* Tasks to complete *
1: Copy from the study on therapies for veterans everything from "Three popular complementary" down to "improvement among veterans.", keeping each word as it stands.
2: Give what follows in the study on yoga, tai chi and meditation for veterans, picking up after its last sentence.

Three popular complementary and integrative health (CIH) therapies -- Yoga, Tai Chi, and meditation -- are showing physical and mental health improvement among veterans.
The therapies lead to significant improvements in key outcomes perceived by veterans receiving care in the Veterans Health Administration (VA) system, suggests a new study, published in the Lippincott portfolio by Wolters Kluwer.
"Our study showed that meditation, tai chi, and yoga appear to improve overall physical and mental health and reduced perceived stress," according to the new research, led by Dr A. Rani Elwy of the VA Center for Healthcare Organization and Implementation Research at the Edith Nourse Rogers Memorial Veterans Hospital in Bedford, Mass, and an Associate Professor in the Warren Alpert Medical School of Brown University.

* Listed entries *
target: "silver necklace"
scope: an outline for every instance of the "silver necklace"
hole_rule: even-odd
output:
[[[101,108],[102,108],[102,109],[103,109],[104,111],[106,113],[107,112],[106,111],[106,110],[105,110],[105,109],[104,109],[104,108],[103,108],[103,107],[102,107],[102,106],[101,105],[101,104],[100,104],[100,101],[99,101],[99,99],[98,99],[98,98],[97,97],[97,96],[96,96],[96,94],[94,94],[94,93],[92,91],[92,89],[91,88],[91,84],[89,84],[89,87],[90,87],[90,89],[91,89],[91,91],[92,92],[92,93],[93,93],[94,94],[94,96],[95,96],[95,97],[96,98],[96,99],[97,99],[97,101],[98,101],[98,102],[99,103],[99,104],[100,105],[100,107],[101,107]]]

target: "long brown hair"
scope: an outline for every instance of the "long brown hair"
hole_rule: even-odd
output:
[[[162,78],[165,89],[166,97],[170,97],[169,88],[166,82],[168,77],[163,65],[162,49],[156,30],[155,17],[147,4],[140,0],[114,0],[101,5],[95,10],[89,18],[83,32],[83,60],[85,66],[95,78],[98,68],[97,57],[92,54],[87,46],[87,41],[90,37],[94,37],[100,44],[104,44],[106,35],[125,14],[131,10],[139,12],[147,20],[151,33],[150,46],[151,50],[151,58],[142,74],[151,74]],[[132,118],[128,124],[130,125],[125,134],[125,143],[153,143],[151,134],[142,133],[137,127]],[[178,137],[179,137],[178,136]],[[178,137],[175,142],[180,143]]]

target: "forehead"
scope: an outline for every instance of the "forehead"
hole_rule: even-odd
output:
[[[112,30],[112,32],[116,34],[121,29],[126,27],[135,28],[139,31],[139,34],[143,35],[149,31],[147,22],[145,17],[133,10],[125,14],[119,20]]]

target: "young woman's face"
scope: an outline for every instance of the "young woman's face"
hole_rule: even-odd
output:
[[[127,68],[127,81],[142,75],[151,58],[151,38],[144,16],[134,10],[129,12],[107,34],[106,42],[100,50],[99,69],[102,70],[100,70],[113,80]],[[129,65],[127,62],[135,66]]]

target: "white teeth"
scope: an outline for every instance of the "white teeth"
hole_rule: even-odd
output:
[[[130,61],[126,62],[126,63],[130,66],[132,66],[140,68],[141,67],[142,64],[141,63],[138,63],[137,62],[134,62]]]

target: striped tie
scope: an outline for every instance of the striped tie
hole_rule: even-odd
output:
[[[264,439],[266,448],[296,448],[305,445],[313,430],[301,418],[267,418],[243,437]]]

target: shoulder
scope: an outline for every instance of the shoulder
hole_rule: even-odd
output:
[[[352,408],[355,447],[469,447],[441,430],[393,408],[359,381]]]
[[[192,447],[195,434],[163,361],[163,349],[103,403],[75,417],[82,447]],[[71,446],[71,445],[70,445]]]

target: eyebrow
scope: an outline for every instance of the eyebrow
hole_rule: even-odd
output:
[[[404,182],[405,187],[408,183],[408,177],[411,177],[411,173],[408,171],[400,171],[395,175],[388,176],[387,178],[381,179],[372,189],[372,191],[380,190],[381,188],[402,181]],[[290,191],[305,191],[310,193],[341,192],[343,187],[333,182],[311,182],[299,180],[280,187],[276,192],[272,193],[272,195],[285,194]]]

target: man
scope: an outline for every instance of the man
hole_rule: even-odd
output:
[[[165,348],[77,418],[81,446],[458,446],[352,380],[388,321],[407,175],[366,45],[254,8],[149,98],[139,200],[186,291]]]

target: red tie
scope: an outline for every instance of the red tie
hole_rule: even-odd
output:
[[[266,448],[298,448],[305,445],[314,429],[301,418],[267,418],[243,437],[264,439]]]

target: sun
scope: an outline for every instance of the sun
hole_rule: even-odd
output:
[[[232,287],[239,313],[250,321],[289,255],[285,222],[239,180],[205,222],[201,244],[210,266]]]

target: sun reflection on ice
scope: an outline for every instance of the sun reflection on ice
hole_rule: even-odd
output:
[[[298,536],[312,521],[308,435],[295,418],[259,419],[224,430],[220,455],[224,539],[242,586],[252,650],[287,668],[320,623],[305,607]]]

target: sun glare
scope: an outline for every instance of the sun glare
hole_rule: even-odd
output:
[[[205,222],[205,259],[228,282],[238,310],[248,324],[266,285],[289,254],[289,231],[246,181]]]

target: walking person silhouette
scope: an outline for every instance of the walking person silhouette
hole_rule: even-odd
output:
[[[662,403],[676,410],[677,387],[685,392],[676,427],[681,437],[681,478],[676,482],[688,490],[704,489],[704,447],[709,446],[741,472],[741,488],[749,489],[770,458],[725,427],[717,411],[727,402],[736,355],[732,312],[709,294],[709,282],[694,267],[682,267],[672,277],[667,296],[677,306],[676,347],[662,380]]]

* Response list *
1:
Three popular complementary and integrative health (CIH) therapies -- Yoga, Tai Chi, and meditation -- are showing physical and mental health improvement among veterans.

2:
The special issue of Medical Care documents progress in implementing CIH therapies throughout the VA system-- part of efforts to promote a "Whole Health" approach in VA care. As required by the 2016 Comprehensive Addiction and Recovery Act (CARA), the VA has expanded research and education on CIH programs, focusing on the impact on pain, mental health, and chronic illness.
Improvements in patient-reported outcomes with CIH therapies Dr Elwy and colleagues performed a 12-month survey study to examine the impact on CIH therapies on 119 veteran's self-reported health and well-being.